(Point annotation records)
########################################

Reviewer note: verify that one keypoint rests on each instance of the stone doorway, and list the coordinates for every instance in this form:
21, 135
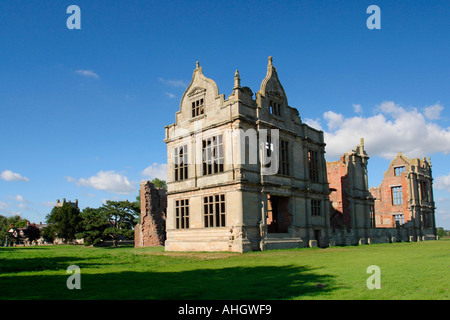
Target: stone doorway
317, 236
278, 217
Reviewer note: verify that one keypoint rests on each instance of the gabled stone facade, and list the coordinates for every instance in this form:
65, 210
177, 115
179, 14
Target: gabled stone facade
244, 172
404, 198
352, 203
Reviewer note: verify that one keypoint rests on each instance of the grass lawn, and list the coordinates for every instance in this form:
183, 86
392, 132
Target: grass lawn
419, 270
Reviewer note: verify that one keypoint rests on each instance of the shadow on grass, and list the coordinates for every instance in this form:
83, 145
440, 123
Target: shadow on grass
25, 264
269, 282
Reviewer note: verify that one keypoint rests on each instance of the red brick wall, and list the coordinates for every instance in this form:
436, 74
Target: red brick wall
384, 207
337, 178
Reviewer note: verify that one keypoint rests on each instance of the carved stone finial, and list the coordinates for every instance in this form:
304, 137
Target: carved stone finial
237, 80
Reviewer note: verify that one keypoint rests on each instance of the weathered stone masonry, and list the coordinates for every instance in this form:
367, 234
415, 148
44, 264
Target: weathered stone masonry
217, 202
151, 230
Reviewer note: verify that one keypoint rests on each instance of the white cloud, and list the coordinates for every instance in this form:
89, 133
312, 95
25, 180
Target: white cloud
8, 175
442, 183
49, 204
156, 170
357, 108
87, 73
3, 206
391, 130
18, 197
173, 83
109, 181
334, 120
433, 112
315, 123
5, 209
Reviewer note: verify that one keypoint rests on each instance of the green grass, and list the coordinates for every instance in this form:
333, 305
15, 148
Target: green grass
408, 271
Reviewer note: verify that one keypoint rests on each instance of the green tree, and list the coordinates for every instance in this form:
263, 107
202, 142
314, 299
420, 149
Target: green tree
32, 232
5, 225
93, 225
122, 219
63, 222
160, 184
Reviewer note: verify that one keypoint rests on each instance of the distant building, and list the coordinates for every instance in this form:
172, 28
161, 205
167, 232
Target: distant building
405, 196
61, 203
352, 204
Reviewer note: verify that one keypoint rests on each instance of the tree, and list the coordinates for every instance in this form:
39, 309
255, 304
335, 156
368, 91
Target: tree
93, 224
64, 222
160, 184
5, 225
122, 219
32, 232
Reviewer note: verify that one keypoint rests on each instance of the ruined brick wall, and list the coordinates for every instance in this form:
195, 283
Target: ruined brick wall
337, 174
152, 229
384, 206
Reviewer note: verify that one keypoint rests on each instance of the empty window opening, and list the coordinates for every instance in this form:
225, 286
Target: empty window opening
181, 163
275, 108
313, 164
182, 214
214, 211
212, 152
398, 170
278, 216
198, 108
397, 196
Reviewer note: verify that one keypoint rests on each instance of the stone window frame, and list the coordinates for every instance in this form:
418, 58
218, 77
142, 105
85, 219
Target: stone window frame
398, 170
398, 217
316, 207
214, 210
284, 158
397, 195
424, 191
182, 214
197, 99
197, 108
313, 169
275, 107
181, 169
213, 155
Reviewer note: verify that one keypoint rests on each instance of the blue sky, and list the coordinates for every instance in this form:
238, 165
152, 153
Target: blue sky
82, 112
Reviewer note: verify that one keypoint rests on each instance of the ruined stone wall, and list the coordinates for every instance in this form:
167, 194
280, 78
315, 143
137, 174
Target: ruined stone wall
152, 229
337, 173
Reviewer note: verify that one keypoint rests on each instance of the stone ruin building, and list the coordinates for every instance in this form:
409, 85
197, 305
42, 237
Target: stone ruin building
245, 173
352, 205
151, 229
405, 196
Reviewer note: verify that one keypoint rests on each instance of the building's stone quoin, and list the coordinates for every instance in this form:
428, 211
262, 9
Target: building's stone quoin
225, 194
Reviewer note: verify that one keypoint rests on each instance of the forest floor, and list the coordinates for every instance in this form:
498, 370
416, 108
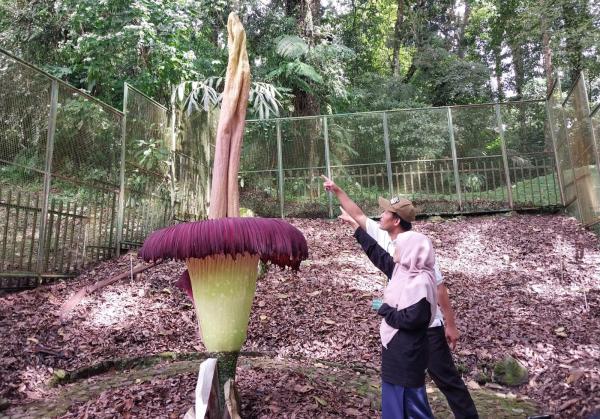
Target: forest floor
523, 285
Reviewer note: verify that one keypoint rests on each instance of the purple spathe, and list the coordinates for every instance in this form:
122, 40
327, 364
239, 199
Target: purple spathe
274, 240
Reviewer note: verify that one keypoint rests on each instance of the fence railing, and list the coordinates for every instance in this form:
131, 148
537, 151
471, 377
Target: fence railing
448, 160
80, 180
576, 132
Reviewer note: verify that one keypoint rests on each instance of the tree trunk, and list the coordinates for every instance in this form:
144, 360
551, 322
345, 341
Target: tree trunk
546, 51
308, 14
519, 68
397, 38
574, 47
460, 39
498, 73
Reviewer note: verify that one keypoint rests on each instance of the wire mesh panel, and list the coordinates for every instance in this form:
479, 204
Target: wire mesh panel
530, 155
557, 129
24, 111
583, 153
421, 158
358, 157
148, 203
259, 169
481, 168
303, 160
85, 185
192, 160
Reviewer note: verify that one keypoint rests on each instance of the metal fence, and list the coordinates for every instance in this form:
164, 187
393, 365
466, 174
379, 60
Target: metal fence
576, 131
80, 180
448, 160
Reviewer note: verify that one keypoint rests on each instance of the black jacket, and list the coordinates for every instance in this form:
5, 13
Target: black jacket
405, 359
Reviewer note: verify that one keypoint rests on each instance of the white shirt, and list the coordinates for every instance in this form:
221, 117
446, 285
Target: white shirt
384, 240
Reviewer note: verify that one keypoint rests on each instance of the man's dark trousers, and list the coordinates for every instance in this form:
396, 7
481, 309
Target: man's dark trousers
444, 374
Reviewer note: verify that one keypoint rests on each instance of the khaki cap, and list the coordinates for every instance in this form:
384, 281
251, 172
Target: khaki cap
401, 206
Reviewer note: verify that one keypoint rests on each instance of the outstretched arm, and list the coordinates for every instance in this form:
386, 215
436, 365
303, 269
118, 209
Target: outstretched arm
347, 204
380, 258
452, 333
414, 317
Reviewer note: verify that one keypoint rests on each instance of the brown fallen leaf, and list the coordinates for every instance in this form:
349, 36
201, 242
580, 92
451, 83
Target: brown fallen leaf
575, 375
567, 404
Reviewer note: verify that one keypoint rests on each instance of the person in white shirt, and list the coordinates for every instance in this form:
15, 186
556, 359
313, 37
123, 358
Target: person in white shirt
442, 334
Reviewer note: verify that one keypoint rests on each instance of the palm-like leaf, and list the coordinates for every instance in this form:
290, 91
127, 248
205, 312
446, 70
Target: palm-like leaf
291, 46
264, 100
300, 69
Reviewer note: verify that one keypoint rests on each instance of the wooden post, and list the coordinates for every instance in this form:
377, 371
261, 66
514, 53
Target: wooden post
454, 158
121, 206
47, 178
280, 170
504, 155
388, 154
327, 163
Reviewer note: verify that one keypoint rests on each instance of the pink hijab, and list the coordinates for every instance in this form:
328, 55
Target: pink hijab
412, 279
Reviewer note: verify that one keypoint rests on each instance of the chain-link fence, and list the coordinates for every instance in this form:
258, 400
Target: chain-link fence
576, 133
447, 160
81, 180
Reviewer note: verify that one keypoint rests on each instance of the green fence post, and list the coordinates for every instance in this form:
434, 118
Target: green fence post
454, 157
47, 178
327, 163
121, 208
173, 154
550, 116
388, 154
280, 169
504, 155
570, 152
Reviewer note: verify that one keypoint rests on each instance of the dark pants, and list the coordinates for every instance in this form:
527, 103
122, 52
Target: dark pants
444, 374
398, 402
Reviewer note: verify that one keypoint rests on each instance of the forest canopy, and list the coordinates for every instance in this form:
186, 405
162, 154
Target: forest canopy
322, 56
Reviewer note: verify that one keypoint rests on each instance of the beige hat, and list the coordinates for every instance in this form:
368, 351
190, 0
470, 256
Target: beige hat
401, 206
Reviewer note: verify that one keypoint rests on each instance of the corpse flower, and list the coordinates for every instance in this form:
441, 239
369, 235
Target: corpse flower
222, 258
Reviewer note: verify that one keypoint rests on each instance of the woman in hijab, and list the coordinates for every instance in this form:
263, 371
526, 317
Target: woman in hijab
409, 304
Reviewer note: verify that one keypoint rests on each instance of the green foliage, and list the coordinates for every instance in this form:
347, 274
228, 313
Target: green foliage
291, 47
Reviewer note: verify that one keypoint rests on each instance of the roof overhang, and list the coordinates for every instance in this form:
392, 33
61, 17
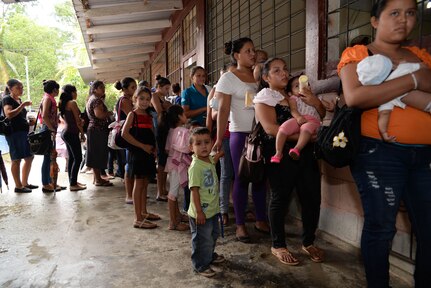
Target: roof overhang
120, 35
15, 1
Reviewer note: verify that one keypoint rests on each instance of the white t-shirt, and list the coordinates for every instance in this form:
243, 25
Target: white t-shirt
241, 117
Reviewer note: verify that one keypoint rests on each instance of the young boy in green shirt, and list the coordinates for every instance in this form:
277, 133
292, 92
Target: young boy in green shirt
204, 203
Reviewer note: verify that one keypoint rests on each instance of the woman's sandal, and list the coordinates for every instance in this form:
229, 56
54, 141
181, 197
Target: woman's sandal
179, 227
316, 254
294, 153
225, 218
144, 224
151, 216
284, 256
104, 183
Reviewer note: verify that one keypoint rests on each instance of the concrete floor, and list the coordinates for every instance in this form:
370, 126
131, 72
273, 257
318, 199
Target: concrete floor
86, 239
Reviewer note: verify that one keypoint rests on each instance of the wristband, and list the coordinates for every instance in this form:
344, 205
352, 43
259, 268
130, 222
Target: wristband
414, 80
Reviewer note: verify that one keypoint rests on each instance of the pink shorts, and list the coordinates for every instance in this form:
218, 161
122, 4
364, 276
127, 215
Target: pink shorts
291, 127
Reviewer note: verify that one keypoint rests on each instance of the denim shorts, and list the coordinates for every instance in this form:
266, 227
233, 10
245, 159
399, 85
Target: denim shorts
19, 148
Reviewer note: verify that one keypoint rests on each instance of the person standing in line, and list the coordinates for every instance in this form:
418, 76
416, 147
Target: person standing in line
138, 131
72, 134
161, 105
124, 105
48, 112
177, 147
235, 92
97, 133
226, 167
204, 205
388, 172
272, 110
19, 148
194, 98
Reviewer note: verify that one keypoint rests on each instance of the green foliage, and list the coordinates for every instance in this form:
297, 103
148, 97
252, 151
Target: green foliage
43, 47
52, 53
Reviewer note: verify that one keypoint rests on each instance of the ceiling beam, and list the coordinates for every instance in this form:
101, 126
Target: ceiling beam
137, 40
122, 53
133, 8
128, 27
129, 61
117, 74
121, 68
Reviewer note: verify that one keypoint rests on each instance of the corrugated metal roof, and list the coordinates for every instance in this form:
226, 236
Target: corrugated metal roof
15, 1
120, 35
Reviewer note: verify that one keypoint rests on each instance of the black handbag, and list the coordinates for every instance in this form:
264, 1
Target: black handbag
40, 142
251, 164
5, 123
338, 143
5, 126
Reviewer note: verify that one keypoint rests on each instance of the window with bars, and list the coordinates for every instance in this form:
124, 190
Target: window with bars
174, 58
158, 67
146, 74
189, 31
348, 22
276, 26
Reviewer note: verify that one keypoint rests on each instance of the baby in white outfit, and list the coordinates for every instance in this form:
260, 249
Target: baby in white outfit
373, 70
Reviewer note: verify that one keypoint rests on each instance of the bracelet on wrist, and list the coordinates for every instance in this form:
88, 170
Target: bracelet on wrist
415, 81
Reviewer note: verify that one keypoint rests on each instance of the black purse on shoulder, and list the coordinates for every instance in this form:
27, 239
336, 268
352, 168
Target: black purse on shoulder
251, 164
5, 123
338, 143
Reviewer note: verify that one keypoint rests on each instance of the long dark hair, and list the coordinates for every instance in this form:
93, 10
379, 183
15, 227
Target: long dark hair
232, 47
9, 84
265, 71
93, 86
168, 120
66, 96
139, 90
162, 81
124, 83
50, 85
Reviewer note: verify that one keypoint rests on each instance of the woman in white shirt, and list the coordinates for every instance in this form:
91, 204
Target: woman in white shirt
235, 91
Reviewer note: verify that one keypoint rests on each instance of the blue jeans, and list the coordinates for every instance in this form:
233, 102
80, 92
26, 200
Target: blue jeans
186, 203
46, 178
385, 174
225, 177
204, 238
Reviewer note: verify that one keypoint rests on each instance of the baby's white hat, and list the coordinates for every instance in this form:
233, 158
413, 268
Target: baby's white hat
373, 70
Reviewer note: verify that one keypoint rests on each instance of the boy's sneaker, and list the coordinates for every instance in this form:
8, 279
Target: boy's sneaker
207, 273
217, 259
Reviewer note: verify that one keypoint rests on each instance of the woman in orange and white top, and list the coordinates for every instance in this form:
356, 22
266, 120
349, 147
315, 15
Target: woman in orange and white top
386, 173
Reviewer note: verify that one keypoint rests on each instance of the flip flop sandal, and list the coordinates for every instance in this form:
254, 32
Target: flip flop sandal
184, 218
104, 183
282, 254
294, 153
151, 217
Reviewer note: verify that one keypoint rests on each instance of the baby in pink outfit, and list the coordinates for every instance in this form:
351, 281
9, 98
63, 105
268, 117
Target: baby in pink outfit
305, 121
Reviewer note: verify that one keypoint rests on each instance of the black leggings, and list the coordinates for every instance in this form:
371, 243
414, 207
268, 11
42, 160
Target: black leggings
73, 145
304, 175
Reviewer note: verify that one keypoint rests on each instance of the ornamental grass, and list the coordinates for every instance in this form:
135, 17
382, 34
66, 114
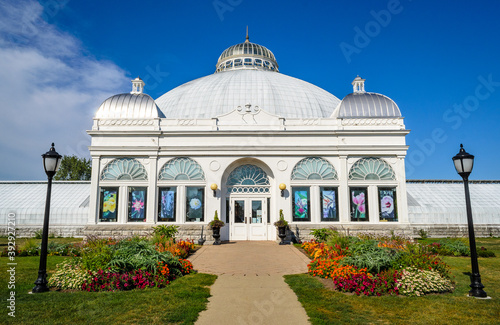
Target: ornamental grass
374, 265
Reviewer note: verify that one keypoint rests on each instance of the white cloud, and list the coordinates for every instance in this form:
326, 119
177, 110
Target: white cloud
49, 90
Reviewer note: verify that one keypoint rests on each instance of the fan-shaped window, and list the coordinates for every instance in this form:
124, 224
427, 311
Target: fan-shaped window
181, 169
124, 169
371, 169
248, 179
313, 168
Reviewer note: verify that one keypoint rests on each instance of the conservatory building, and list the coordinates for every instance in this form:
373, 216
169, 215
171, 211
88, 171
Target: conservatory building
247, 142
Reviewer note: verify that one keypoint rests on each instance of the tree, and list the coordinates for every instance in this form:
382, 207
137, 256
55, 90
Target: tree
74, 168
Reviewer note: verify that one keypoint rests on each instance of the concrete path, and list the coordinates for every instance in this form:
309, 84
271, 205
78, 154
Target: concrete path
250, 288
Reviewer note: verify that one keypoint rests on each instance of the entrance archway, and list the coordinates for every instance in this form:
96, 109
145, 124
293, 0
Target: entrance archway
248, 193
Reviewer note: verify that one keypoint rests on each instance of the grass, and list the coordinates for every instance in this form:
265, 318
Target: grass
324, 306
178, 303
20, 241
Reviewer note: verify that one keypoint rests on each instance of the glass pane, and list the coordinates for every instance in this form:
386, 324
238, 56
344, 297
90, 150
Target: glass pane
247, 175
257, 211
239, 211
109, 204
329, 210
268, 210
314, 168
388, 206
301, 204
137, 204
195, 204
371, 169
181, 169
124, 169
167, 206
359, 204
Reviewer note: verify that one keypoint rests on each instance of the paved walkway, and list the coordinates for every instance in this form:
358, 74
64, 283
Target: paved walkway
250, 288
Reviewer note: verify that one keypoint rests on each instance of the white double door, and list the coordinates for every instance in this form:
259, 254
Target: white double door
248, 218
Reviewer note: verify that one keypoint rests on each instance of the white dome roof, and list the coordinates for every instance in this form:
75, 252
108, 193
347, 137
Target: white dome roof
136, 106
224, 91
366, 105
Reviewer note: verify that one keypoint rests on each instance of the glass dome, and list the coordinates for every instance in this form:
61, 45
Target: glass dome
247, 55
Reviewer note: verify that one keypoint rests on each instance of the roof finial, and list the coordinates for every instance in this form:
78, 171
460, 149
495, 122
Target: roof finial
358, 85
137, 86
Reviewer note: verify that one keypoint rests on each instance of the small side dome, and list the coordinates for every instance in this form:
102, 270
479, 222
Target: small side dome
247, 55
135, 105
362, 104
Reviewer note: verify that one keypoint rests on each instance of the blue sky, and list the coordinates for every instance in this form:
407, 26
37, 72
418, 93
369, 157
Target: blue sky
439, 60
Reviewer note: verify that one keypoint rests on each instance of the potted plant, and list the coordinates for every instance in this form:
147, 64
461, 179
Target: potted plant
215, 225
282, 225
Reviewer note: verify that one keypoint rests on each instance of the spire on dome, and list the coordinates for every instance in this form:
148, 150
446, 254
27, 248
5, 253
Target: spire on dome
358, 85
137, 86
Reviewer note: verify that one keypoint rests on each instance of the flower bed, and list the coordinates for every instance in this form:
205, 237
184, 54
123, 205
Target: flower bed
374, 265
130, 263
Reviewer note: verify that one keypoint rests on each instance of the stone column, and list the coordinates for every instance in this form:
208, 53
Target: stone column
94, 190
343, 175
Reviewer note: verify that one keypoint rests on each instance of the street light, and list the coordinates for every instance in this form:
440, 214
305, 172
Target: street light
463, 164
51, 162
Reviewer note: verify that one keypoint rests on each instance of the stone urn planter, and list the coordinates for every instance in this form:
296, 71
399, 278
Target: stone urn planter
215, 225
282, 234
216, 235
282, 225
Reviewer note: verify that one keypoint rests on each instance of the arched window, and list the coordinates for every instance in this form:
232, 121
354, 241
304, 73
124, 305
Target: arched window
314, 168
124, 169
248, 179
181, 169
371, 169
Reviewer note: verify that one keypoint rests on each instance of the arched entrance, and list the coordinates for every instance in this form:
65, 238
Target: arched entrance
248, 192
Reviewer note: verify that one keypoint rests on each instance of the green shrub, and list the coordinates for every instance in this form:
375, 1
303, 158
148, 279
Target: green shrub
416, 282
96, 256
54, 248
321, 235
167, 231
132, 255
29, 248
69, 275
419, 256
456, 247
340, 240
38, 234
367, 254
483, 252
450, 247
423, 234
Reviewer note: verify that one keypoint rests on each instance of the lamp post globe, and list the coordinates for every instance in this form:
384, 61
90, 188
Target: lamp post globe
51, 162
464, 162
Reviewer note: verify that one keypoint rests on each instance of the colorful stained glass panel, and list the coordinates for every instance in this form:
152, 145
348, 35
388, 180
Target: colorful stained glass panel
301, 204
359, 204
195, 203
109, 204
137, 204
387, 201
329, 211
167, 208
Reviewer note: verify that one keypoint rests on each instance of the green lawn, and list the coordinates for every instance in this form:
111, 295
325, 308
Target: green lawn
20, 241
178, 303
328, 307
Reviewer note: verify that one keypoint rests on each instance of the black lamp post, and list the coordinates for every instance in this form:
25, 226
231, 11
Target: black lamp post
463, 164
51, 162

########################################

TO BE DONE :: All lines from the one containing "of the colorful" through the end of the records, both ends included, are to be quoted exactly; please add nothing else.

PROBLEM SOLUTION ::
Reviewer note: verify that one keypoint rests on each instance of the colorful stained glass panel, and list the coordinates for every instance in this form:
152, 145
348, 35
388, 180
Target: colorful stained glass panel
301, 204
359, 204
195, 203
109, 204
137, 204
387, 201
329, 211
167, 208
Reviewer note: verify that one keypoint rests on each instance of the green lawn, and list the coordinates for every instance in this form:
111, 295
325, 308
Target: green lawn
20, 241
178, 303
328, 307
Reviewer note: verify that one keypoint rests on each instance of the black lamp post, and list the coordinates for every instance in this form:
25, 226
231, 11
Target: black lamp post
463, 164
51, 162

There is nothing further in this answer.